[Dataset excerpts]
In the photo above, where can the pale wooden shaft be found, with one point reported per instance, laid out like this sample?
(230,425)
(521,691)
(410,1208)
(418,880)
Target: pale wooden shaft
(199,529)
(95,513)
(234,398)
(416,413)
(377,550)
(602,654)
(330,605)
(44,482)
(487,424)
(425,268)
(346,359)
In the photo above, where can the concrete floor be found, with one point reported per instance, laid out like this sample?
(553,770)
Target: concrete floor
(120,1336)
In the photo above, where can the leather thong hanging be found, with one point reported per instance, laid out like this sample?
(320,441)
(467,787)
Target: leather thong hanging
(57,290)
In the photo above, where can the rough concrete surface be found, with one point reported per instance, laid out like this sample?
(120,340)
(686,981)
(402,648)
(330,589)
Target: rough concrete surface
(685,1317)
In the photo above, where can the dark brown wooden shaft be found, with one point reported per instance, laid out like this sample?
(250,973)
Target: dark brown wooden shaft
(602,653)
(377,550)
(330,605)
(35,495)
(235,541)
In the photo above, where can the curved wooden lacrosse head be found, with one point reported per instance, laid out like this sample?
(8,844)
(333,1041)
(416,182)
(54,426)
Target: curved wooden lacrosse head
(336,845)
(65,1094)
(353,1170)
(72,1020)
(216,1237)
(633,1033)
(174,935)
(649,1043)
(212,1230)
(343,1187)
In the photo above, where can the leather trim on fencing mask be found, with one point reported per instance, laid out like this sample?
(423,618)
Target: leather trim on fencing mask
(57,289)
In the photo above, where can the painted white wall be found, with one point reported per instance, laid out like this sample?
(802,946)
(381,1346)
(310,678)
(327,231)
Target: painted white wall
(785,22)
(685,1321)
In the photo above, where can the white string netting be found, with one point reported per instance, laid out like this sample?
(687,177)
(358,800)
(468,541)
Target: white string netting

### HOW TO COMPLETE THIS TASK
Copy out every record above once more, precisely as written.

### SOLUTION TO THIS EXERCISE
In the photo above, where can the pale wooden shaft be found, with one point reported per instance, laid out like this sample?
(230,425)
(521,691)
(410,1208)
(418,880)
Target: pale wooden shaft
(199,529)
(95,513)
(234,398)
(416,413)
(377,550)
(602,654)
(330,605)
(44,482)
(487,424)
(425,268)
(346,359)
In the photo above, where can the concrete floor be found, with one point reported per instance, laid out like this sample?
(553,770)
Target: concrete floor
(120,1336)
In the photo above, where can the leather thong hanging be found, with one point reported per instance, laid out like this sample?
(320,441)
(467,787)
Target: leather thong hanging
(57,290)
In the photo above, where can the rough concrete surface be found, with one point reported per instance, laid out like this sample?
(120,340)
(686,981)
(402,648)
(330,589)
Target: rough concrete surface
(685,1317)
In the photo above, where can the dark brown wooden shaft be found, with one point reported per instance, laid out like this sample?
(250,973)
Target: dark brown wooden shaft
(602,653)
(377,550)
(330,605)
(35,495)
(235,541)
In the photo above, where can the curved wooden lacrosse head be found, with one point reported per instance, laid out like this sample?
(8,844)
(333,1041)
(416,182)
(54,426)
Target: curved wooden lacrosse head
(336,845)
(65,1094)
(353,1170)
(72,1020)
(216,1237)
(633,1033)
(174,935)
(649,1043)
(212,1230)
(343,1187)
In the photo above, where can the leather trim on fencing mask be found, with one point reported per instance, laid out like this sample?
(423,618)
Target: leather trim on fencing mask
(57,289)
In the photo above, where can the painted white wall be found, with one point reported per instance, laid out like this sample?
(802,946)
(381,1346)
(310,678)
(327,231)
Target: painted white wall
(785,22)
(685,1321)
In the photo above, where can the white string netting be found, with one point reported per instance, laid out like this sample?
(687,177)
(358,800)
(468,541)
Target: white string netting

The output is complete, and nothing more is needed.